== Required work ==
Rewrite all the entries below, changing each "trolley" to "cart" and leaving everything else as it is.

== Data for the task ==

———

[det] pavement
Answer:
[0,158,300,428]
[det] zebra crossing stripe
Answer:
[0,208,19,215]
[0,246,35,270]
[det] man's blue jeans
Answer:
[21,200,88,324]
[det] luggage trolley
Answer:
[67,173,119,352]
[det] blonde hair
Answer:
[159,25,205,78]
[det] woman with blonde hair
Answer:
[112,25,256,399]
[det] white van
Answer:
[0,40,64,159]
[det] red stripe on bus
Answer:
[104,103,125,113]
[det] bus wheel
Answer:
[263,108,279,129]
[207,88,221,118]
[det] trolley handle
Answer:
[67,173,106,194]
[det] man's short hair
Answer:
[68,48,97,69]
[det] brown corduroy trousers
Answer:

———

== The output ==
[det] pavement
Answer:
[0,158,300,428]
[det] zebra crossing stripe
Answer:
[0,208,19,215]
[0,246,35,270]
[det] man's blue jeans
Answer:
[21,200,88,324]
[det] luggage cart
Answer:
[67,173,119,352]
[det] blonde hair
Answer:
[159,25,205,78]
[det] woman with blonde hair
Answer:
[112,25,256,399]
[det] white van
Answer:
[0,40,64,159]
[det] red stripe on bus
Answer:
[104,103,125,113]
[det] bus wheel
Answer:
[263,108,279,129]
[207,88,221,118]
[det] cart handle
Answer:
[67,173,106,194]
[det] man's short hair
Answer:
[68,48,97,69]
[det] brown corduroy trousers
Answer:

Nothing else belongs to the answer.